**TASK BRIEF**
Count the lines in the rows below that contain the string "building", treating uppercase and lowercase letters as distinct. Report only the number.

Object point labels
◆ ◆ ◆ ◆ ◆
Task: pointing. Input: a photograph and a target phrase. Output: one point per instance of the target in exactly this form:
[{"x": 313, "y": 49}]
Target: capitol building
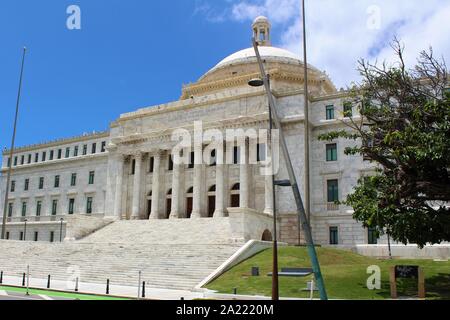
[{"x": 129, "y": 174}]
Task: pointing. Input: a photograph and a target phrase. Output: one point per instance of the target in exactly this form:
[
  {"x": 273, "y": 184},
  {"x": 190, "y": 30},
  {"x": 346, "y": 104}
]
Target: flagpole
[{"x": 11, "y": 151}]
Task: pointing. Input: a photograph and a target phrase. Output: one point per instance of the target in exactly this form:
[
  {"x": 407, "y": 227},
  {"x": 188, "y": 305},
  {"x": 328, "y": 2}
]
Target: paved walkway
[{"x": 114, "y": 290}]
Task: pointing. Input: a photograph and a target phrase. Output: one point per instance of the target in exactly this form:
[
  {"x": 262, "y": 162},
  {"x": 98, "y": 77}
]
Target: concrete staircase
[{"x": 172, "y": 254}]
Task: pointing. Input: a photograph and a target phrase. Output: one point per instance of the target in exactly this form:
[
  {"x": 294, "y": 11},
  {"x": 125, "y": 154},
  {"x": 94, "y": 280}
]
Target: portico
[{"x": 161, "y": 179}]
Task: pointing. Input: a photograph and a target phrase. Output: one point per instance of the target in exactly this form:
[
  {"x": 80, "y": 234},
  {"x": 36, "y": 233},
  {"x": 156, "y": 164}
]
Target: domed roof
[
  {"x": 267, "y": 53},
  {"x": 260, "y": 19}
]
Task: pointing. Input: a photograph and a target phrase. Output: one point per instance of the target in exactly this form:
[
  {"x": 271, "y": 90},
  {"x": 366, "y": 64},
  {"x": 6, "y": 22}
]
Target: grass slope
[
  {"x": 56, "y": 294},
  {"x": 344, "y": 273}
]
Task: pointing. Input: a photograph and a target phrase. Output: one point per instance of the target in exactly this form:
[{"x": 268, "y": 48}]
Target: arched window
[
  {"x": 168, "y": 203},
  {"x": 211, "y": 201},
  {"x": 189, "y": 202},
  {"x": 234, "y": 198}
]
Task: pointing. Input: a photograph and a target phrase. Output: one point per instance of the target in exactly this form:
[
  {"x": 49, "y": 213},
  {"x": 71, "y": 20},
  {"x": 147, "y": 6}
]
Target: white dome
[
  {"x": 265, "y": 52},
  {"x": 261, "y": 19}
]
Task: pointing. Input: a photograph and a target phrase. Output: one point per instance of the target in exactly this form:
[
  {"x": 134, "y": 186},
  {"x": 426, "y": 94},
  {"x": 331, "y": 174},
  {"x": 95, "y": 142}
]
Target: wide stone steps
[{"x": 172, "y": 254}]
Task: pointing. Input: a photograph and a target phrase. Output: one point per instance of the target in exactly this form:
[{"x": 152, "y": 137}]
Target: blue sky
[{"x": 136, "y": 53}]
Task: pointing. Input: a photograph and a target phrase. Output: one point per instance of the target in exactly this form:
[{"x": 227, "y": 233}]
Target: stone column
[
  {"x": 220, "y": 183},
  {"x": 198, "y": 164},
  {"x": 243, "y": 176},
  {"x": 118, "y": 194},
  {"x": 155, "y": 186},
  {"x": 135, "y": 211},
  {"x": 176, "y": 176}
]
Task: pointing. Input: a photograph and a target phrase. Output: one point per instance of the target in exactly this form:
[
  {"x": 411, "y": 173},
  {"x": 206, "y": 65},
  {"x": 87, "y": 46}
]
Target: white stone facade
[{"x": 132, "y": 175}]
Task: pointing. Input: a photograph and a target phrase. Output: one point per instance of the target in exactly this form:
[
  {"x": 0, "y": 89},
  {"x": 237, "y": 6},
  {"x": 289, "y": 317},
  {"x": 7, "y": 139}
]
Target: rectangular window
[
  {"x": 213, "y": 158},
  {"x": 24, "y": 209},
  {"x": 89, "y": 205},
  {"x": 330, "y": 112},
  {"x": 261, "y": 152},
  {"x": 332, "y": 152},
  {"x": 71, "y": 206},
  {"x": 333, "y": 191},
  {"x": 38, "y": 208},
  {"x": 56, "y": 181},
  {"x": 191, "y": 160},
  {"x": 236, "y": 155},
  {"x": 91, "y": 177},
  {"x": 73, "y": 180},
  {"x": 133, "y": 166},
  {"x": 372, "y": 236},
  {"x": 334, "y": 236},
  {"x": 348, "y": 109},
  {"x": 170, "y": 164},
  {"x": 54, "y": 207},
  {"x": 152, "y": 164},
  {"x": 10, "y": 209}
]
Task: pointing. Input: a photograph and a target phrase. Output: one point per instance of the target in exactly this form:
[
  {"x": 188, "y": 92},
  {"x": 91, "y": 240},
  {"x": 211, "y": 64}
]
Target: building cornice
[
  {"x": 58, "y": 142},
  {"x": 54, "y": 162}
]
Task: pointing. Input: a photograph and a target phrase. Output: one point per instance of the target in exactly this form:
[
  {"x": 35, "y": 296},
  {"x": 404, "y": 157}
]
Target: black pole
[
  {"x": 25, "y": 231},
  {"x": 11, "y": 151},
  {"x": 275, "y": 287},
  {"x": 60, "y": 230}
]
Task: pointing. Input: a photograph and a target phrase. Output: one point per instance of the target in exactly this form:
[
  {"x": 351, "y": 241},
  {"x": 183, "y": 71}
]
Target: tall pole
[
  {"x": 11, "y": 151},
  {"x": 293, "y": 180},
  {"x": 275, "y": 288},
  {"x": 306, "y": 126}
]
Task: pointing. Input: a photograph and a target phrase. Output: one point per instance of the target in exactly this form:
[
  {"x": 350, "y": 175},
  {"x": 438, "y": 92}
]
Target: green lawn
[
  {"x": 55, "y": 294},
  {"x": 344, "y": 274}
]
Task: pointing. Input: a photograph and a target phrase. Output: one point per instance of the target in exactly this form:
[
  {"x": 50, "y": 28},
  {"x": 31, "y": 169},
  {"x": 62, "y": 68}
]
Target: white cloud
[{"x": 340, "y": 32}]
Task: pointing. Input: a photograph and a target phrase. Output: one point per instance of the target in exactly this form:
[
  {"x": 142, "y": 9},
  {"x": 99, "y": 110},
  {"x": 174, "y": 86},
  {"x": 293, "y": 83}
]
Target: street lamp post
[
  {"x": 11, "y": 151},
  {"x": 292, "y": 179},
  {"x": 275, "y": 287},
  {"x": 25, "y": 230},
  {"x": 60, "y": 230}
]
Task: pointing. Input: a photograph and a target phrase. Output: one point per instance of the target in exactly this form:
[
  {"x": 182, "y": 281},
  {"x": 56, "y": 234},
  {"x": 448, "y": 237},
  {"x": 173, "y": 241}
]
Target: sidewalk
[{"x": 100, "y": 289}]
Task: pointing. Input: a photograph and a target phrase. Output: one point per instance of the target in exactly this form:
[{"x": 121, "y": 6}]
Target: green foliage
[
  {"x": 344, "y": 273},
  {"x": 404, "y": 128}
]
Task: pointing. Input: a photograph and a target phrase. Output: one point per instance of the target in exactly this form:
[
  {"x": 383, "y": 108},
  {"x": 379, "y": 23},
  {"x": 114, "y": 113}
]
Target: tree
[{"x": 405, "y": 129}]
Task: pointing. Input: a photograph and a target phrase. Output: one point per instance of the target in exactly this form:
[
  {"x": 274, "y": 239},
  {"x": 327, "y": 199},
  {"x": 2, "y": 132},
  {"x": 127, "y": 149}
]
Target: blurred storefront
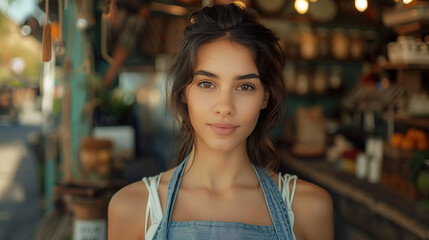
[{"x": 357, "y": 74}]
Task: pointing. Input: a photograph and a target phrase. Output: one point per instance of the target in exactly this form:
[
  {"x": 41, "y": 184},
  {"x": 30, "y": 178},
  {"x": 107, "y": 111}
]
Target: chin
[{"x": 223, "y": 145}]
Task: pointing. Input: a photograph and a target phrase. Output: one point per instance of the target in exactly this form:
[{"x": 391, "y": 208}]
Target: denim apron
[{"x": 210, "y": 230}]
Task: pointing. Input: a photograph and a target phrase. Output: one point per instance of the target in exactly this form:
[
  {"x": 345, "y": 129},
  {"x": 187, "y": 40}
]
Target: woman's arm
[
  {"x": 126, "y": 215},
  {"x": 313, "y": 212}
]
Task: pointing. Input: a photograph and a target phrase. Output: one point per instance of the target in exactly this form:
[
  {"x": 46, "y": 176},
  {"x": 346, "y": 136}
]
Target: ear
[
  {"x": 184, "y": 99},
  {"x": 265, "y": 101}
]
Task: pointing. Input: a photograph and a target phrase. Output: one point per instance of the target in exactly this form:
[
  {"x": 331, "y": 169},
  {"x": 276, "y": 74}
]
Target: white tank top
[{"x": 154, "y": 208}]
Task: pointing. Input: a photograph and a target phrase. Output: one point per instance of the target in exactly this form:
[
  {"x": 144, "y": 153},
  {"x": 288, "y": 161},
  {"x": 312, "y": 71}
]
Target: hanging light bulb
[
  {"x": 301, "y": 6},
  {"x": 361, "y": 5}
]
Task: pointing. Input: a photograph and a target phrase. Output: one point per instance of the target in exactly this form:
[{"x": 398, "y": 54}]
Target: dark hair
[{"x": 241, "y": 26}]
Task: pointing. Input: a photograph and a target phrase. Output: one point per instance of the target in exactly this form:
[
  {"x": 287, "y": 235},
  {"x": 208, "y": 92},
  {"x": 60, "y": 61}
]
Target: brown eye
[
  {"x": 246, "y": 87},
  {"x": 205, "y": 85}
]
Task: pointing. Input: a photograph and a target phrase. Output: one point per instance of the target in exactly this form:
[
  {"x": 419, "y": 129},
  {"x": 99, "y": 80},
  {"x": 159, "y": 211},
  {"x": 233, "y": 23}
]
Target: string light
[
  {"x": 301, "y": 6},
  {"x": 361, "y": 5}
]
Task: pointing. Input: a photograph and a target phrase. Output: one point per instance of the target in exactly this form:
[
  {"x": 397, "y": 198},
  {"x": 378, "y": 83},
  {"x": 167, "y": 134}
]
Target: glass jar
[
  {"x": 323, "y": 42},
  {"x": 336, "y": 78},
  {"x": 357, "y": 45},
  {"x": 320, "y": 81},
  {"x": 339, "y": 44},
  {"x": 308, "y": 48},
  {"x": 302, "y": 83}
]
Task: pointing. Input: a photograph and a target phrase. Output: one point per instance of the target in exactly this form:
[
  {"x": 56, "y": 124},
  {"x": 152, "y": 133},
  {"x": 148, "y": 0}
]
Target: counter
[{"x": 378, "y": 201}]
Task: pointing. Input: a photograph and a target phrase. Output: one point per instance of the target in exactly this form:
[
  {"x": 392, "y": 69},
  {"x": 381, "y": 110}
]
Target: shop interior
[{"x": 356, "y": 116}]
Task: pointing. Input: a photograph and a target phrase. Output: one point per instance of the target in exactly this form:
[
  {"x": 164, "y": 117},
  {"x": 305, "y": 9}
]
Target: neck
[{"x": 219, "y": 171}]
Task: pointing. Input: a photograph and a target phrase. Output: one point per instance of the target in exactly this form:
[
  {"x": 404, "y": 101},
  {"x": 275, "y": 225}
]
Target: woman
[{"x": 226, "y": 94}]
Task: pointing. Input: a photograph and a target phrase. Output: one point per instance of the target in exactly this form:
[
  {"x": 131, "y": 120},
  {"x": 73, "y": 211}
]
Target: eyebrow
[{"x": 239, "y": 77}]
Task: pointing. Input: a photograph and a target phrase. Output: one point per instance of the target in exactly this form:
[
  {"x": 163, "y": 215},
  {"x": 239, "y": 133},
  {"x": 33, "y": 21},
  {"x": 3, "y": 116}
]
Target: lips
[{"x": 223, "y": 128}]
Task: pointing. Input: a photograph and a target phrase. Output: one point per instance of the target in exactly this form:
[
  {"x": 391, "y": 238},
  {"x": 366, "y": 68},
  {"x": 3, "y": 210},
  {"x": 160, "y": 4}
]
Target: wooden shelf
◆ ◆ ◆ ◆ ◆
**SOLUTION FOR THIS EXERCISE**
2